Copy out all lines of the records in which the word "texture" appears.

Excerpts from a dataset
[Start of section]
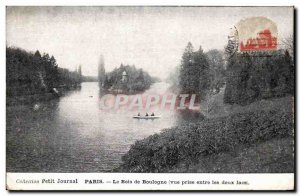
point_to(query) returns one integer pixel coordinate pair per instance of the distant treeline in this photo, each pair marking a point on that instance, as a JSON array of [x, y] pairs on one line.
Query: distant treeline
[[199, 72], [249, 76], [127, 79], [28, 73], [259, 75]]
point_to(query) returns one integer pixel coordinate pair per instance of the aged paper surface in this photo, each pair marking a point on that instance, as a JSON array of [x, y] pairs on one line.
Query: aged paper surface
[[150, 98]]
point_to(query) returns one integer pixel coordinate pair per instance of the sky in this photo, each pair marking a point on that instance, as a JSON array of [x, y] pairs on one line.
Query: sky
[[152, 38]]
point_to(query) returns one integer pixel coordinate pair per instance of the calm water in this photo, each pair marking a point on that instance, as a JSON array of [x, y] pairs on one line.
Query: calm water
[[72, 134]]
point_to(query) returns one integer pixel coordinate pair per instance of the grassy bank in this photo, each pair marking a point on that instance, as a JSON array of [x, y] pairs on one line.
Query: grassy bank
[[248, 139]]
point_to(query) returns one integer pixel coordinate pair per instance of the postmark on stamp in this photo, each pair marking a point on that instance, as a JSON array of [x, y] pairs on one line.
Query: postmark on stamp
[[257, 34]]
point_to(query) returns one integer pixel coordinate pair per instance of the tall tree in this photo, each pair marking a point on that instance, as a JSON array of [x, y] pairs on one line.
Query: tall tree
[[101, 72]]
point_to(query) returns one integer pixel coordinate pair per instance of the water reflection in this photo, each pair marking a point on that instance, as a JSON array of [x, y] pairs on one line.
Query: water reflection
[[73, 134]]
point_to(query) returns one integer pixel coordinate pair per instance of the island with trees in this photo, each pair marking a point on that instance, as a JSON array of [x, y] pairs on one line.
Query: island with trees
[[125, 79]]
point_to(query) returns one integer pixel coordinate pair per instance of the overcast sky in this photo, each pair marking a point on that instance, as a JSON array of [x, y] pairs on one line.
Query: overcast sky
[[152, 38]]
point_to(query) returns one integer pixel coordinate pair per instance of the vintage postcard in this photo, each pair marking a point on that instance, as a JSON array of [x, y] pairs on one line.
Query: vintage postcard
[[150, 98]]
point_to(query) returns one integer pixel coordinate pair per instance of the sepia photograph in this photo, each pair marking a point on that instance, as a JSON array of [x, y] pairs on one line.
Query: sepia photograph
[[146, 90]]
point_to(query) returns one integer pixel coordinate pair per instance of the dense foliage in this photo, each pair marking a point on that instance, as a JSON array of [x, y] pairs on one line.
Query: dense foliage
[[28, 73], [127, 79], [187, 144]]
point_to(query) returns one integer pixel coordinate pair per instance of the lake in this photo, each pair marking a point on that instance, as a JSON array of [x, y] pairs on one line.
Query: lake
[[73, 134]]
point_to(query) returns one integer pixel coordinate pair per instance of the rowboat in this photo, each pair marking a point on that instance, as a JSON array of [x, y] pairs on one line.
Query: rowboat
[[146, 117]]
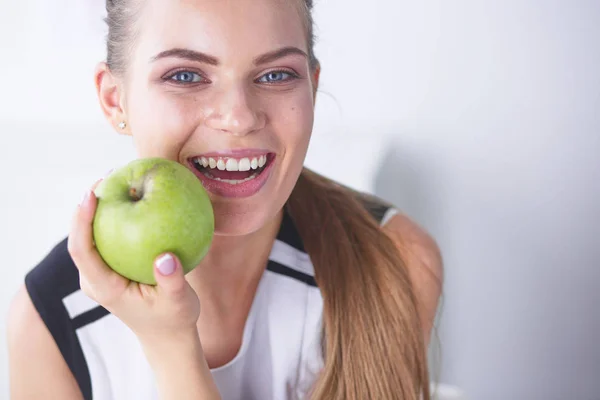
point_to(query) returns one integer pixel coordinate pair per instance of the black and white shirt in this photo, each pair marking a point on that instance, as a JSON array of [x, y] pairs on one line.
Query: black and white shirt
[[280, 354]]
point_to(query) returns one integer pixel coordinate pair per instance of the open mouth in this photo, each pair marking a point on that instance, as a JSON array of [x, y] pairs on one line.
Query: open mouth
[[233, 170]]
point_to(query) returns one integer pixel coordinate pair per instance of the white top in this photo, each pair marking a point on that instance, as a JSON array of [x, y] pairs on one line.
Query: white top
[[280, 354]]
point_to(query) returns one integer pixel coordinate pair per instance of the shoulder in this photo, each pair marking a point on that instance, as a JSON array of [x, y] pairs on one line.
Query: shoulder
[[424, 262], [48, 310], [418, 249], [35, 361]]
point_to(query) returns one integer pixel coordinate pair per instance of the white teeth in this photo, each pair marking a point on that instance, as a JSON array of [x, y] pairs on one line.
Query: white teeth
[[244, 164], [231, 164], [231, 181]]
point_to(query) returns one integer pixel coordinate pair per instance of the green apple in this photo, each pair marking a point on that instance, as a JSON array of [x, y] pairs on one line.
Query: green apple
[[149, 207]]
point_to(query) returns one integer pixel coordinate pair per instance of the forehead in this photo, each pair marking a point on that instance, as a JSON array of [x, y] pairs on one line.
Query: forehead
[[223, 28]]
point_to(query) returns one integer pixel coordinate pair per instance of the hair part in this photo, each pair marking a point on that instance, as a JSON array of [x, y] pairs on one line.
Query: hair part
[[373, 344]]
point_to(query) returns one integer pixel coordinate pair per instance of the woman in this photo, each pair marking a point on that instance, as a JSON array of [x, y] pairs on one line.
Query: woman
[[309, 290]]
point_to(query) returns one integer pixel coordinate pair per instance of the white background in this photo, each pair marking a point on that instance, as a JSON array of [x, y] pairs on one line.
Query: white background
[[480, 119]]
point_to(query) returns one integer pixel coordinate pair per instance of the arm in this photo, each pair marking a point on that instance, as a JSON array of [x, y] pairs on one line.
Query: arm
[[163, 316], [424, 263], [37, 368]]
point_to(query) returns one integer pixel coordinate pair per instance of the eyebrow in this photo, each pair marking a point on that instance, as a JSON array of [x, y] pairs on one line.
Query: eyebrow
[[197, 56]]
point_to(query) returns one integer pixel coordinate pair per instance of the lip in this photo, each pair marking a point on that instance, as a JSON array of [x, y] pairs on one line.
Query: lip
[[241, 190], [234, 153]]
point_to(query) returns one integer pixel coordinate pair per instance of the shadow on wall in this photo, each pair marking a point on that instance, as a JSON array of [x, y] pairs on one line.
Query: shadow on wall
[[406, 178]]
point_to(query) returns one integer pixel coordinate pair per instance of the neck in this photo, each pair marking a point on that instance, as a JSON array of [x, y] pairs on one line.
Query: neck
[[232, 268]]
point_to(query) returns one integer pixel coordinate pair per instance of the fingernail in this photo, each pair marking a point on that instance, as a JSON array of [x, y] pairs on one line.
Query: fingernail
[[166, 264], [85, 197]]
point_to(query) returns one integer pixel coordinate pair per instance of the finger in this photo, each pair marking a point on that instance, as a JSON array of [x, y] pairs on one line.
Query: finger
[[81, 246], [169, 274]]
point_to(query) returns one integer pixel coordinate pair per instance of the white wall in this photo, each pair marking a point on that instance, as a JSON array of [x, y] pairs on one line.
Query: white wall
[[479, 118]]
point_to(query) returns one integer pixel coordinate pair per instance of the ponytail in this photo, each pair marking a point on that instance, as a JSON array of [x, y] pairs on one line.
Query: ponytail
[[373, 342]]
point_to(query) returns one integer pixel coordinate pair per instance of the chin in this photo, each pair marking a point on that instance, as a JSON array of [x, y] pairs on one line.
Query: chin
[[241, 219]]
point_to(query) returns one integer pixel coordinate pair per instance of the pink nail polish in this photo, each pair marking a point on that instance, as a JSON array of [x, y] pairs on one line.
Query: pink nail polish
[[166, 264], [86, 196]]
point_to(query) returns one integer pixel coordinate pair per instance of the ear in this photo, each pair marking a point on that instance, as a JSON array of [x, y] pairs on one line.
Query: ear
[[110, 95], [315, 79]]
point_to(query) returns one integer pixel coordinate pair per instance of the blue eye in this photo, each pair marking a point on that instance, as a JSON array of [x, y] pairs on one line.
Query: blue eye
[[276, 76], [186, 77]]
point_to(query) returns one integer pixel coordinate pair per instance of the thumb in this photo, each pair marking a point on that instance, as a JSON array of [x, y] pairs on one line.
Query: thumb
[[169, 274]]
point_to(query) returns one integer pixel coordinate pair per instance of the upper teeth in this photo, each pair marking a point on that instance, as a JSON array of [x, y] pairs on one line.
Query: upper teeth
[[232, 164]]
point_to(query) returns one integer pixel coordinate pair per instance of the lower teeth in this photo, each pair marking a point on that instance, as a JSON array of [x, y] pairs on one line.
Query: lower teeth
[[230, 181]]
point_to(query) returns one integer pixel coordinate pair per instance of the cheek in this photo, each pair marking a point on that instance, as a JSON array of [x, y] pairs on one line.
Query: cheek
[[161, 123], [292, 120]]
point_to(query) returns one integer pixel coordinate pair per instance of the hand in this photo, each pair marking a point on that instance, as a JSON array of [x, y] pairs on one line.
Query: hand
[[153, 313]]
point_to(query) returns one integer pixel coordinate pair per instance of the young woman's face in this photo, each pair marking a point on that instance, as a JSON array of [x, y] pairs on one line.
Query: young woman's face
[[224, 88]]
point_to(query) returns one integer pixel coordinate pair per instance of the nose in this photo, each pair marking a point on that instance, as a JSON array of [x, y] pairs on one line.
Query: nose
[[236, 112]]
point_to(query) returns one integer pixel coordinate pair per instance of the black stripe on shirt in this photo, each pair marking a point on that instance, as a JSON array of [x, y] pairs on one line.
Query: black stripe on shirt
[[281, 269], [53, 279], [88, 317]]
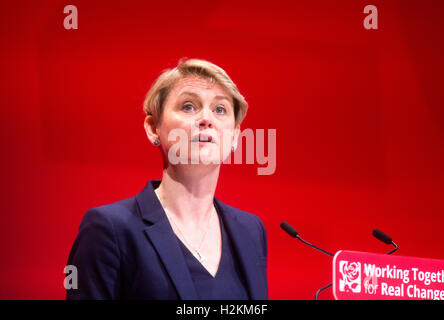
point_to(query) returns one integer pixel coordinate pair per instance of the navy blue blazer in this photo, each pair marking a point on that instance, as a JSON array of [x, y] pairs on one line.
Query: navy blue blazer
[[128, 250]]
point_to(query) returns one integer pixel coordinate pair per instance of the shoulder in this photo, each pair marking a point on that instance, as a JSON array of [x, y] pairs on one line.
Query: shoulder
[[249, 223], [241, 216], [116, 214]]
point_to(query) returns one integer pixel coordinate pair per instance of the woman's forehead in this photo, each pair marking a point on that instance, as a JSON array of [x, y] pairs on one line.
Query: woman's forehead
[[198, 86]]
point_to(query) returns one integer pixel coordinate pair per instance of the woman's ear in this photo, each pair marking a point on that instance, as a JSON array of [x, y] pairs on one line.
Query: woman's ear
[[151, 129], [236, 137]]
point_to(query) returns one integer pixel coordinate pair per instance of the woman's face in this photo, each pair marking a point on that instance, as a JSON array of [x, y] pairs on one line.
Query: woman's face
[[198, 117]]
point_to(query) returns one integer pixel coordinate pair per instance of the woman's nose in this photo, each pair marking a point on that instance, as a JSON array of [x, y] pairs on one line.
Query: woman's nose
[[205, 119]]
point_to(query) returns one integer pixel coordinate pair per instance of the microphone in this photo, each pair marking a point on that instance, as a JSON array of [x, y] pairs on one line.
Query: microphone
[[381, 236], [294, 234]]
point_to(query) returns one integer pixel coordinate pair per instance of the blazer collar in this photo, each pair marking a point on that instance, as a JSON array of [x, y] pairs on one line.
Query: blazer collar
[[164, 241]]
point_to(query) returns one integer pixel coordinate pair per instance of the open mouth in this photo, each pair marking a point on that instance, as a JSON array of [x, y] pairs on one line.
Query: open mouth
[[203, 138]]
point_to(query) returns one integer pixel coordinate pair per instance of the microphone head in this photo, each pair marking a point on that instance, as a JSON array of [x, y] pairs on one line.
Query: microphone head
[[378, 234], [289, 229]]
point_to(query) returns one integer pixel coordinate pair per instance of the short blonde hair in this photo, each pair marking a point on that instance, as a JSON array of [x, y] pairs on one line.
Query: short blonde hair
[[156, 96]]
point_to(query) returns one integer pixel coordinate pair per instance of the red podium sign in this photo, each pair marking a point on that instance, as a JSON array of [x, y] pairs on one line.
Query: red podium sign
[[369, 276]]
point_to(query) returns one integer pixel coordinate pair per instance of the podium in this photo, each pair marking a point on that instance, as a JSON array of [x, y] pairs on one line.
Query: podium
[[369, 276]]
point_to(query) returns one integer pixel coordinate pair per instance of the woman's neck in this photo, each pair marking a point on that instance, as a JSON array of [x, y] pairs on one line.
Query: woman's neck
[[187, 192]]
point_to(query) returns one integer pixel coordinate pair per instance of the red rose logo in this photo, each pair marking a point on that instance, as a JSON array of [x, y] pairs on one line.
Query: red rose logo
[[351, 276]]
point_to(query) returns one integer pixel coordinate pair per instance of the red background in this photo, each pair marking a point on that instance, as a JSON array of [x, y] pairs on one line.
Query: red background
[[359, 118]]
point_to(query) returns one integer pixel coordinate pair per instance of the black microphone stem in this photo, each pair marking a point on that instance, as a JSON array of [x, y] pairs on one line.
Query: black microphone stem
[[314, 247]]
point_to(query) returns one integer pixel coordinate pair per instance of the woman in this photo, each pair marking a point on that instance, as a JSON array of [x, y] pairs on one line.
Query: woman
[[175, 240]]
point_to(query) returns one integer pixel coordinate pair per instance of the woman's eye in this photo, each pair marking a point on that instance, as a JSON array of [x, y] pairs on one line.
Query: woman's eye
[[220, 110], [188, 107]]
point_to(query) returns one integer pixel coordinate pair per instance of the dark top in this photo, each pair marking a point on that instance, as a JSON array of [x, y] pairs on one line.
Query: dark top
[[128, 250], [227, 283]]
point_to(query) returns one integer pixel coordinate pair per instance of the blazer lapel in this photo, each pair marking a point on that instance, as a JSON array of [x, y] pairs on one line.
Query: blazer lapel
[[246, 253], [164, 241]]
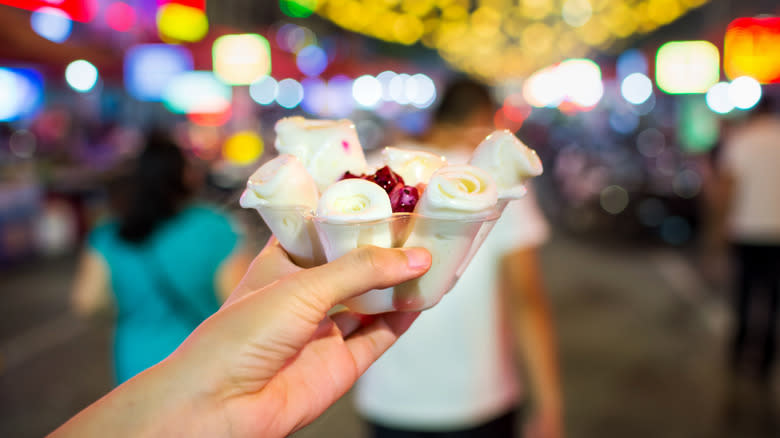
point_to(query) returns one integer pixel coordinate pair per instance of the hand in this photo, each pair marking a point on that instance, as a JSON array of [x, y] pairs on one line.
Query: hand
[[545, 423], [269, 361]]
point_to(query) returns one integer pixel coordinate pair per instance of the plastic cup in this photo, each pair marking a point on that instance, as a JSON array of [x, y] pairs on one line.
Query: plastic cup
[[452, 243]]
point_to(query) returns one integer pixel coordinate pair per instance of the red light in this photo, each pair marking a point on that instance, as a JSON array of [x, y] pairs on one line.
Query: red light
[[210, 119], [120, 16], [78, 10], [752, 48]]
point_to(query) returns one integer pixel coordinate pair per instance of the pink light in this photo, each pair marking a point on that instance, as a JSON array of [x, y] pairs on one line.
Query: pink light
[[120, 16]]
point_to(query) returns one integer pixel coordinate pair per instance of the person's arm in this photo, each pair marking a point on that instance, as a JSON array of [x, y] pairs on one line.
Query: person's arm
[[90, 291], [270, 360], [530, 314]]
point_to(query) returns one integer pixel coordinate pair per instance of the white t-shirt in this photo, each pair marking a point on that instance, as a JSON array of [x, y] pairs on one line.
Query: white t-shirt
[[454, 368], [752, 155]]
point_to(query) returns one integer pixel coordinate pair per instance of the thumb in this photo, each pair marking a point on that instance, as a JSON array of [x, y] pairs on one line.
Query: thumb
[[283, 316]]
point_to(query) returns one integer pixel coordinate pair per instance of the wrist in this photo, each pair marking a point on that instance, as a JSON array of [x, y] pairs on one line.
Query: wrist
[[155, 403]]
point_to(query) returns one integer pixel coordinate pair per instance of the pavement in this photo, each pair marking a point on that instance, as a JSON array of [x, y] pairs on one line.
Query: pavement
[[641, 339]]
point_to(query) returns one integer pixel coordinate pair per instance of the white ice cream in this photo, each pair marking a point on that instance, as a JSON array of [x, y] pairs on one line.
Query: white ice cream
[[349, 215], [510, 162], [285, 195], [414, 166], [327, 148], [454, 205], [458, 192]]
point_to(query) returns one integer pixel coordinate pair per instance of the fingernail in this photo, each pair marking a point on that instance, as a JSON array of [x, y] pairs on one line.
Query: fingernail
[[417, 258]]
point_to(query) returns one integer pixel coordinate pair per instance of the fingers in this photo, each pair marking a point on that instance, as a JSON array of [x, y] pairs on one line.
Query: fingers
[[356, 272], [368, 343], [270, 265], [281, 318]]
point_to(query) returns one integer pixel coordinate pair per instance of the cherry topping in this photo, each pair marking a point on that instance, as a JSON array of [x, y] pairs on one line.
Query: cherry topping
[[404, 198], [386, 178]]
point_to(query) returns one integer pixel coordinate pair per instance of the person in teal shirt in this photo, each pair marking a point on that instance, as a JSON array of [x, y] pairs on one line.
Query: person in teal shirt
[[165, 262]]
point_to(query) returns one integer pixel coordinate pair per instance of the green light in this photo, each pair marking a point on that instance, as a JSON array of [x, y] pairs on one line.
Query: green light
[[687, 67], [698, 128], [298, 8]]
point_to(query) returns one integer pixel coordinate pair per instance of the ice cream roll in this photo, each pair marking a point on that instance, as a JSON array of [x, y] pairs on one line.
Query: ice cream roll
[[509, 161], [327, 148], [285, 195], [453, 209], [415, 167], [353, 213]]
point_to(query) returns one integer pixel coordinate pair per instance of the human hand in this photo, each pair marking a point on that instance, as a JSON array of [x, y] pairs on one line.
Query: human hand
[[269, 361]]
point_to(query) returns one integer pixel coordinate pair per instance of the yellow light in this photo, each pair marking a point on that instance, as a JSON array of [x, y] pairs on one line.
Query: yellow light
[[181, 23], [419, 8], [241, 59], [407, 29], [538, 38], [663, 11], [243, 148], [687, 67], [536, 9]]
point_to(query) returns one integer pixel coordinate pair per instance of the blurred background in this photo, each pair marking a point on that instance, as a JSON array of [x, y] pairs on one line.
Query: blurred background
[[627, 103]]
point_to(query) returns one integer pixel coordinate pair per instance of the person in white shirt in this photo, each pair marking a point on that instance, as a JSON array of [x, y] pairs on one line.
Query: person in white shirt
[[454, 373], [750, 177]]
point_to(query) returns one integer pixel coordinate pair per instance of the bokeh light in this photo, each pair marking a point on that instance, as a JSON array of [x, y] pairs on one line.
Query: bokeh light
[[243, 148], [744, 92], [298, 8], [311, 60], [149, 67], [241, 59], [264, 90], [197, 92], [684, 67], [631, 61], [636, 88], [21, 93], [51, 23], [717, 98], [81, 75], [576, 12], [751, 47], [289, 93], [367, 91], [176, 22], [120, 16]]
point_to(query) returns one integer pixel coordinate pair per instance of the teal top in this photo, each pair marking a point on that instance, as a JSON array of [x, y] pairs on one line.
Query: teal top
[[186, 251]]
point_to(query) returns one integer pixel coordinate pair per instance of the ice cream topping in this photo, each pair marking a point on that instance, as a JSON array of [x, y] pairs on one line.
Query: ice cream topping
[[327, 148], [456, 192], [354, 200], [509, 161], [414, 166], [280, 181]]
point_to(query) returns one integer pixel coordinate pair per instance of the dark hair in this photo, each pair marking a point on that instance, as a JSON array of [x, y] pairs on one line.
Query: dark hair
[[156, 189], [460, 100]]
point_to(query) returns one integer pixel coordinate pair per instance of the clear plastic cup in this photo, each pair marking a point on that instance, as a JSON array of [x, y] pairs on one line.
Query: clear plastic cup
[[452, 244]]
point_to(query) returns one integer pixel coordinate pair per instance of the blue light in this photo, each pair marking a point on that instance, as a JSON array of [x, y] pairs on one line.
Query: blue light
[[149, 67], [21, 93], [631, 61], [289, 93], [312, 60], [51, 23]]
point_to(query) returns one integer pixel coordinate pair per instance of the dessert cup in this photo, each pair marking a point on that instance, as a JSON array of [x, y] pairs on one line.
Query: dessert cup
[[451, 243]]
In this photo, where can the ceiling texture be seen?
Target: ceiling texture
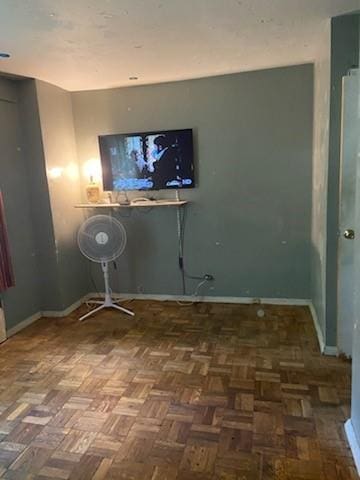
[End of section]
- **TASK RESULT**:
In this photo, where can the ceiling texture be seen?
Target: ceiling texture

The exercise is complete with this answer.